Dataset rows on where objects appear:
---+---
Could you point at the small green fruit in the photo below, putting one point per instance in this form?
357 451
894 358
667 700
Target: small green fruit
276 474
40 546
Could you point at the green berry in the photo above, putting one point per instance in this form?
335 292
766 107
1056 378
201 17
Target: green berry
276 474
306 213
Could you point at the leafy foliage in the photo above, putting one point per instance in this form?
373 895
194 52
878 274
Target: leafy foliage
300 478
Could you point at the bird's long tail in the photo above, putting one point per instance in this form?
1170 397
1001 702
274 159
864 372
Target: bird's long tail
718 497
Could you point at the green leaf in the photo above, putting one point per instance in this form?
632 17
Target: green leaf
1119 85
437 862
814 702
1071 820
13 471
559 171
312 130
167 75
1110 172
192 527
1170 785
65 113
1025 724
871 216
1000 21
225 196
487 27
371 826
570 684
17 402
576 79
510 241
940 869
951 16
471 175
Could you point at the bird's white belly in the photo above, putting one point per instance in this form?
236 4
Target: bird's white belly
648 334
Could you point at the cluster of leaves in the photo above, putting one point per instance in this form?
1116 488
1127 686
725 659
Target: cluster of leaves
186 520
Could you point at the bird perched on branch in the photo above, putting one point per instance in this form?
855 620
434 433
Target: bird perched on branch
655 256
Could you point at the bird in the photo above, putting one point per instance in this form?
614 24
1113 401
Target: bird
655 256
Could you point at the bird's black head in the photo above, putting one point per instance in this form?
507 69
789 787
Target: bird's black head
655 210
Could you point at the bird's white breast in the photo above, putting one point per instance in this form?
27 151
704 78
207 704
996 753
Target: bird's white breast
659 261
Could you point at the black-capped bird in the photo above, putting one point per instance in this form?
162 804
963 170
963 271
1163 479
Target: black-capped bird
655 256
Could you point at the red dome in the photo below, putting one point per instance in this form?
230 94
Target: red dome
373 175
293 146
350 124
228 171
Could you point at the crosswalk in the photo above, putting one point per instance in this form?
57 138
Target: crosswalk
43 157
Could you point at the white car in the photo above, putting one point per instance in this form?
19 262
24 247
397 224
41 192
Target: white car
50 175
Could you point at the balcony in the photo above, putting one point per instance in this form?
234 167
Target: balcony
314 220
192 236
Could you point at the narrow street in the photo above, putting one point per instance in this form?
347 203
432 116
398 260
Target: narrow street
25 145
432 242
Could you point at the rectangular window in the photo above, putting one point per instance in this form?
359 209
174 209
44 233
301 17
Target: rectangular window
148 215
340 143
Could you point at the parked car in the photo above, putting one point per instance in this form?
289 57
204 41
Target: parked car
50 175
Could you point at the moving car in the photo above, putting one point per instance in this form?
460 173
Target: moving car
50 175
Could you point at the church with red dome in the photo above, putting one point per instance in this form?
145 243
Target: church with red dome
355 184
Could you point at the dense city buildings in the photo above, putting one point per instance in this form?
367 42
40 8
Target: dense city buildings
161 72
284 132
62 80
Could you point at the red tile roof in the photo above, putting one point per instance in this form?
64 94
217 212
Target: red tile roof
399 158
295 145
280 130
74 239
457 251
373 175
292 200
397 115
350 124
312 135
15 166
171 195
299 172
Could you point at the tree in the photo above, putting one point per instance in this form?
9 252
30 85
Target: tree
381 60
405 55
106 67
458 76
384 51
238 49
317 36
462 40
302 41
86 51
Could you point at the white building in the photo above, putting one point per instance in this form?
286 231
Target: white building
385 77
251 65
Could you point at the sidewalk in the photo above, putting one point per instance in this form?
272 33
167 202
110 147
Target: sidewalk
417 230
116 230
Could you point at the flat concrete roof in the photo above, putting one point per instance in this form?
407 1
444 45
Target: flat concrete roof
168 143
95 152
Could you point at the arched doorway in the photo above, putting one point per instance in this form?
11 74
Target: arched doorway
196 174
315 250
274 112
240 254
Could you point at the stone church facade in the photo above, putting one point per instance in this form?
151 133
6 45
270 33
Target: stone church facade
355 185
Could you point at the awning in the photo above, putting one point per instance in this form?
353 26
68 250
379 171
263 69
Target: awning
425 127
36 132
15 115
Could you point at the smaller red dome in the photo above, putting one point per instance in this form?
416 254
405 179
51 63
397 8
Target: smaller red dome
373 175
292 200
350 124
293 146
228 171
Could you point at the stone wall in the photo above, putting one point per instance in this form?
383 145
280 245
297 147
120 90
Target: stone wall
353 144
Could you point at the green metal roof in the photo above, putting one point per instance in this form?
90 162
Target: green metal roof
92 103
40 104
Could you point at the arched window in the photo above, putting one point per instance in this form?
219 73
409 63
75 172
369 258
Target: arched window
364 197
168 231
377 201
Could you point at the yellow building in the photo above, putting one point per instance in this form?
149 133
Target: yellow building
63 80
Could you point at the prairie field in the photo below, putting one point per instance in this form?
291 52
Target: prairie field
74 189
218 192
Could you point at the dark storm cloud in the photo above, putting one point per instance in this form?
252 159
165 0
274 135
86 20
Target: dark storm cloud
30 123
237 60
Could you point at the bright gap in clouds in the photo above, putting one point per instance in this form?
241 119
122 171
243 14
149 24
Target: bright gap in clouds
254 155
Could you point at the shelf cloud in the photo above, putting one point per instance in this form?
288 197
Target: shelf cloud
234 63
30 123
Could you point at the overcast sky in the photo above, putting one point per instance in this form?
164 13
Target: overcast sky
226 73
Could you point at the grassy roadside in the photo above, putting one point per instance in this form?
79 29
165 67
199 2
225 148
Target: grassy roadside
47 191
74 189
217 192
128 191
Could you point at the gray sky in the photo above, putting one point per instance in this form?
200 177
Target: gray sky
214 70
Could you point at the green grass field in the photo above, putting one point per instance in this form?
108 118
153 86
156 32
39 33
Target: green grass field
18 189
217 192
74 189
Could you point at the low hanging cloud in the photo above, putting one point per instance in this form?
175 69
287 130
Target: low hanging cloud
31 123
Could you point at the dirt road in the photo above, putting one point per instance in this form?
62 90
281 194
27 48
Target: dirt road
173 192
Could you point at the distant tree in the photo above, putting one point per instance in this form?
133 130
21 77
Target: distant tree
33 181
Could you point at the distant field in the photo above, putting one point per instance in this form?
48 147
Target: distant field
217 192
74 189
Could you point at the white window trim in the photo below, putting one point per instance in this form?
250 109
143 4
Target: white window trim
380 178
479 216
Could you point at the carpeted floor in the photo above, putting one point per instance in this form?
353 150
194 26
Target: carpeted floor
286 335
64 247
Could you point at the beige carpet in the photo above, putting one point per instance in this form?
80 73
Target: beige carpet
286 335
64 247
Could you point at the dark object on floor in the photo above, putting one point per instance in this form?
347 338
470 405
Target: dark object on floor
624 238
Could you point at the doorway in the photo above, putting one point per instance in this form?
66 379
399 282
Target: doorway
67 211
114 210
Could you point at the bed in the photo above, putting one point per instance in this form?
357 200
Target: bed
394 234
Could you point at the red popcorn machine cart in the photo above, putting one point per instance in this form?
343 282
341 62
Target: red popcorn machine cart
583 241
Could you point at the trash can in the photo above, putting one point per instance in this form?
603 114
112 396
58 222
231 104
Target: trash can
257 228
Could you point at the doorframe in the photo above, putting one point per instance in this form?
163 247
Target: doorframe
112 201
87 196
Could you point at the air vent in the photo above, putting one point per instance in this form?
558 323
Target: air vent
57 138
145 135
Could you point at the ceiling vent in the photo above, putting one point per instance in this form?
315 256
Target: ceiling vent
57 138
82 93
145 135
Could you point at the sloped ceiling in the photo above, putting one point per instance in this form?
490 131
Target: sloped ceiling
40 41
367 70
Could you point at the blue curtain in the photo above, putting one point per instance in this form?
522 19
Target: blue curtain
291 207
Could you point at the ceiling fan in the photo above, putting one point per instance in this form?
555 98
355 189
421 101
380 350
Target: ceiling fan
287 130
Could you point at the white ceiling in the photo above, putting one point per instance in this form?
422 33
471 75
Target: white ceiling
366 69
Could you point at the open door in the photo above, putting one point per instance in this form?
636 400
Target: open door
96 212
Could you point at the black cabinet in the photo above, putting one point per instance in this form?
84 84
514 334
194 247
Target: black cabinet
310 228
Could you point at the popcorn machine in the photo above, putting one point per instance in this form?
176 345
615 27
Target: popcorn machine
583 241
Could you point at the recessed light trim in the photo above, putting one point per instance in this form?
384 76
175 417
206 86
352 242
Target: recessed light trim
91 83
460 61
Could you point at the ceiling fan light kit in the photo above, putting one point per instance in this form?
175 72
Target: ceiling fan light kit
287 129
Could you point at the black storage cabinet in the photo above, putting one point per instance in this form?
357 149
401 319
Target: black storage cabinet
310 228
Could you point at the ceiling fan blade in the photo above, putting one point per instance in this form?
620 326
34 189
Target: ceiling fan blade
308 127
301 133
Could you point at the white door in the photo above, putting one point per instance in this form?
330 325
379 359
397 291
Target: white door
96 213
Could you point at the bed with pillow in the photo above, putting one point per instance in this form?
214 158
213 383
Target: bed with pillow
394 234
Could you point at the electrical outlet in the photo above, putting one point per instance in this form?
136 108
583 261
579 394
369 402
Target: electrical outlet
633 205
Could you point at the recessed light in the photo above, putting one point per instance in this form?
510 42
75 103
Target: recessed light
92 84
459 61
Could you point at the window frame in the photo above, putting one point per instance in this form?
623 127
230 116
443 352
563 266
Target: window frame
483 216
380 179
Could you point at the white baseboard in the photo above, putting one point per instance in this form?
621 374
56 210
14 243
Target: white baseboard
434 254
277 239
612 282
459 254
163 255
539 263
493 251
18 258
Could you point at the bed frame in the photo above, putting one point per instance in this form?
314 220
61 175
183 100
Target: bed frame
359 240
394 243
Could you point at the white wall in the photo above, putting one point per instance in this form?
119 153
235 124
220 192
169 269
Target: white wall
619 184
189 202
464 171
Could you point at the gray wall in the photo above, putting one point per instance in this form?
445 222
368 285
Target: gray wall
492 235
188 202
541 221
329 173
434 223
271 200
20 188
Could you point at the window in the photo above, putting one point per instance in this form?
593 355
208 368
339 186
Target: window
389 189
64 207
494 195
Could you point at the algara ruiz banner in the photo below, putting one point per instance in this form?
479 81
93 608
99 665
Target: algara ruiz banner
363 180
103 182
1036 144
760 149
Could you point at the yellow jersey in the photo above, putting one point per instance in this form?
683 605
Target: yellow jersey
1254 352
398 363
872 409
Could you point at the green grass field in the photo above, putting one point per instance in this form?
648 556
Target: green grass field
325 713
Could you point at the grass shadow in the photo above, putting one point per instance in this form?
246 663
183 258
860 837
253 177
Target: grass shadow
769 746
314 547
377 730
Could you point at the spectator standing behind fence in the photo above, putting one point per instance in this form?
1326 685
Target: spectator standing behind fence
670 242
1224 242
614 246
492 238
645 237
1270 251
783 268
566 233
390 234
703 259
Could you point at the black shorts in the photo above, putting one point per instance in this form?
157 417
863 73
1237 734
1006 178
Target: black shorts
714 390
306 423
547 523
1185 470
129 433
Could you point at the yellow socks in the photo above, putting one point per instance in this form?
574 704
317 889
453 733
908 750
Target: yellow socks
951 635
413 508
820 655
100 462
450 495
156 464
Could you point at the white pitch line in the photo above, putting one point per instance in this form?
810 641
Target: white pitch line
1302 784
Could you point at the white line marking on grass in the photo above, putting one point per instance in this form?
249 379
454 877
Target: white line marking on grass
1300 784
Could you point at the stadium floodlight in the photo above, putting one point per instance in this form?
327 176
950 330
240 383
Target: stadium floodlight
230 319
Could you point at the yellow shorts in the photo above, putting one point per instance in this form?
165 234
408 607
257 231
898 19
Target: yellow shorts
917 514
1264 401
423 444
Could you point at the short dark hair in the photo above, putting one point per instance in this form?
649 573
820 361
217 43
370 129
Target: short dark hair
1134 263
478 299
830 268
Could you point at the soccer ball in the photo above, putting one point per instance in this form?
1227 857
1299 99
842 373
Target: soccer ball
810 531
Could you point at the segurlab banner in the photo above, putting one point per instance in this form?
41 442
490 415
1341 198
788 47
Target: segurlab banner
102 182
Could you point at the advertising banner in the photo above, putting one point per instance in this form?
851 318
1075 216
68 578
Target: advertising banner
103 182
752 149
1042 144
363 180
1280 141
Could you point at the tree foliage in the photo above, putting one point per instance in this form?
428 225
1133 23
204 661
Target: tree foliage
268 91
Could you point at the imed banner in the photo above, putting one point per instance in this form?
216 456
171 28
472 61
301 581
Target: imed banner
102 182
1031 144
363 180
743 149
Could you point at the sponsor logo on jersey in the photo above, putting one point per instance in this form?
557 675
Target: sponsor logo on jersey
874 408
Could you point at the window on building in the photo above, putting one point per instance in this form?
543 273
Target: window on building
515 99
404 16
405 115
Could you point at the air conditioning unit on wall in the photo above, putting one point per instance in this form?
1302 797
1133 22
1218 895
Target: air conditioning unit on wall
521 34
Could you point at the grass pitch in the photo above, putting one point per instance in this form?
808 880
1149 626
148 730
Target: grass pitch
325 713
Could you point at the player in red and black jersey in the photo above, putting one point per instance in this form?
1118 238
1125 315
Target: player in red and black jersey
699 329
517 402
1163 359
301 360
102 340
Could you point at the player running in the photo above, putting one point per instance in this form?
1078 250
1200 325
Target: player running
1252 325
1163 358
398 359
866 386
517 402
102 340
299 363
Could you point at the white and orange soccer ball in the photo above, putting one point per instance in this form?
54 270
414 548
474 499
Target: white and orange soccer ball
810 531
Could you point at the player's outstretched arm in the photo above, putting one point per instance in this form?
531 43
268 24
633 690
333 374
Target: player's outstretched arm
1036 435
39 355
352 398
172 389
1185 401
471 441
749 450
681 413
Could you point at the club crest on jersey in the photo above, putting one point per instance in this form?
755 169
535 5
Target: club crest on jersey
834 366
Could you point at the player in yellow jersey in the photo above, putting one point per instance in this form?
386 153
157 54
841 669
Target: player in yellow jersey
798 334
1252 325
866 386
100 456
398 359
---+---
EXERCISE: Output exactly the lines from the one containing "Could you point at the player's" through the last line of the entries, both ends included.

THE COMPLETED TASK:
Could you point at the player's outstretched arm in the photo above, putting one point per instance in this form?
531 43
268 24
633 690
333 374
Target: player's outstretched arm
1036 435
39 355
352 398
172 389
1185 401
471 441
749 450
681 413
Could you point at the club crest on jersey in the photo above, putting one point per instance in this form?
755 169
535 5
Target: club crest on jersey
834 366
Could you point at the player in yellow jersey in the photo above, putting one point per instance in this form?
386 153
157 54
841 669
Target: player in yellow jersey
798 334
1252 325
866 386
100 456
398 359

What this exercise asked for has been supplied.